Detection annotation records:
---*---

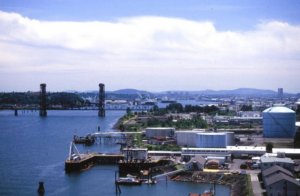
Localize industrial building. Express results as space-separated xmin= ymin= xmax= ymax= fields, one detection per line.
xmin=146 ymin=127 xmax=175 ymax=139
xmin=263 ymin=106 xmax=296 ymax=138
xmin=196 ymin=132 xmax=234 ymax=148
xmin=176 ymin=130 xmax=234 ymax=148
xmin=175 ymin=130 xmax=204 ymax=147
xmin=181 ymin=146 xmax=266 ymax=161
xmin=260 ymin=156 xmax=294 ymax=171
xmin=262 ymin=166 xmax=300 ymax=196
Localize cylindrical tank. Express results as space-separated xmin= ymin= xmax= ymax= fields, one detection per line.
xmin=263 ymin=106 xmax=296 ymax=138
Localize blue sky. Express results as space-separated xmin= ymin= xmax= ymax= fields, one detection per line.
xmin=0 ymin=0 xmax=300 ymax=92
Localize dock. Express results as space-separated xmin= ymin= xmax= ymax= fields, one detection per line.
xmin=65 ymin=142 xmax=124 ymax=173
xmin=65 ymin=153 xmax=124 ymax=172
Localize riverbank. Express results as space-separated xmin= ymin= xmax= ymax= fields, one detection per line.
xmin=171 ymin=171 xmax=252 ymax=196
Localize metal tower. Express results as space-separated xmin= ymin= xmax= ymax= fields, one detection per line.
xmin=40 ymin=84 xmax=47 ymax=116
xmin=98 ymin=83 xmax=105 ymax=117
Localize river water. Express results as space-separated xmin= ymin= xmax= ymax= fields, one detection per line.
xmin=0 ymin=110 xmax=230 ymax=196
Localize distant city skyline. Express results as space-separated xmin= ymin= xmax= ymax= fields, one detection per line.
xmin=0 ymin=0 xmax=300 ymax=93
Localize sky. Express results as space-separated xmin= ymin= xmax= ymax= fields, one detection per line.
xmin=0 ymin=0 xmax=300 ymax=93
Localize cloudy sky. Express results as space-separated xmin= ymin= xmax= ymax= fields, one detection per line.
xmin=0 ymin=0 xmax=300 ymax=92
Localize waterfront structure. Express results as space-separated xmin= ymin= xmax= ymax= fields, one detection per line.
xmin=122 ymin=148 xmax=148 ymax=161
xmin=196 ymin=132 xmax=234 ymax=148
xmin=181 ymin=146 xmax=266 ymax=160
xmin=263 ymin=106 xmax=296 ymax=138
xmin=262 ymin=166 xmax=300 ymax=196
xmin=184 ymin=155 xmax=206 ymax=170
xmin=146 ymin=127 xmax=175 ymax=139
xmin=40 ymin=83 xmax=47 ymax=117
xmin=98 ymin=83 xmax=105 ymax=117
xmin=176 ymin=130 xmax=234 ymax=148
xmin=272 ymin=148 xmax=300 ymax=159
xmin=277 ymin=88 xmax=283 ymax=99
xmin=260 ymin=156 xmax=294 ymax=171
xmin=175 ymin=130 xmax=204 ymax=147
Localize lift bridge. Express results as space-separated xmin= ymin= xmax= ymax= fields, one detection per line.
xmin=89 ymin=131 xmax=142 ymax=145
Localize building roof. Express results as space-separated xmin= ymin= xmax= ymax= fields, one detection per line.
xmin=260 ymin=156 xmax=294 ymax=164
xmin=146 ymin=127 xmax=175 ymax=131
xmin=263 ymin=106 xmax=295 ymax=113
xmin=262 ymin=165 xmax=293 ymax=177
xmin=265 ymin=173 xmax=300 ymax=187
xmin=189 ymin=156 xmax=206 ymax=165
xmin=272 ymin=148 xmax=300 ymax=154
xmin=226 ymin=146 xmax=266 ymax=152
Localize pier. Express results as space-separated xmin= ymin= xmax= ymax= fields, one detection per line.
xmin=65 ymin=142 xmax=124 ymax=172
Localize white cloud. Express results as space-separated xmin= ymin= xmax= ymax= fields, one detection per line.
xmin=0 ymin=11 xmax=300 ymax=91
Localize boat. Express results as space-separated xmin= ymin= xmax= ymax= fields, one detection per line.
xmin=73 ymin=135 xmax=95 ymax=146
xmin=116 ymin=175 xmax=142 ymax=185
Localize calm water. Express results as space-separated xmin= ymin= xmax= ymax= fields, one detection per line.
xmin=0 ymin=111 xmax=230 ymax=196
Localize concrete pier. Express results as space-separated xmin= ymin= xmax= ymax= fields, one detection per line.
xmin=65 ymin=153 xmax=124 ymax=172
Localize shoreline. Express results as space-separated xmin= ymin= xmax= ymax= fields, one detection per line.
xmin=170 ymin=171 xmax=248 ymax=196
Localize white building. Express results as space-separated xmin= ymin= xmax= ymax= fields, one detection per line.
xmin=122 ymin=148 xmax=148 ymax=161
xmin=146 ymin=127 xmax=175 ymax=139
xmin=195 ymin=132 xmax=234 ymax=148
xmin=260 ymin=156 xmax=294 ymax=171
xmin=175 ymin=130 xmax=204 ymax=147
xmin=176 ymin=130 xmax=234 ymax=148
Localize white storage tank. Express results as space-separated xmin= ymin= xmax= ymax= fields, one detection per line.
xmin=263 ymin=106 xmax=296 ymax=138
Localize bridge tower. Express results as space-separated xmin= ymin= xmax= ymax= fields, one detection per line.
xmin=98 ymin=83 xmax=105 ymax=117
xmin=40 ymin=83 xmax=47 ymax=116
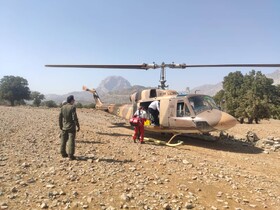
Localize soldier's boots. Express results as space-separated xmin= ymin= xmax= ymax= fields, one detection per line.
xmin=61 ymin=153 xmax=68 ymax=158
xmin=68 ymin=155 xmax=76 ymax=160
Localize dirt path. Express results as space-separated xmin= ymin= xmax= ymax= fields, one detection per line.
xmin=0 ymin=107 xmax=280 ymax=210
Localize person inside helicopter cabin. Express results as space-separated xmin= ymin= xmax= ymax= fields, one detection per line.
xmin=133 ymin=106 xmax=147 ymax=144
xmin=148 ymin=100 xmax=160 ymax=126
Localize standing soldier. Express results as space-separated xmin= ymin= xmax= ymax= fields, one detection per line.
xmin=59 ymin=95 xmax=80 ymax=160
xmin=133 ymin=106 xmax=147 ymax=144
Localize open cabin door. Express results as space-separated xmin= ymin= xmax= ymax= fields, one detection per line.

---*---

__PROBLEM__: How many lines in the rows above contain the string "tower", with case taken into account? Reply with the number only.

__RESULT FOR THIS TASK__: 2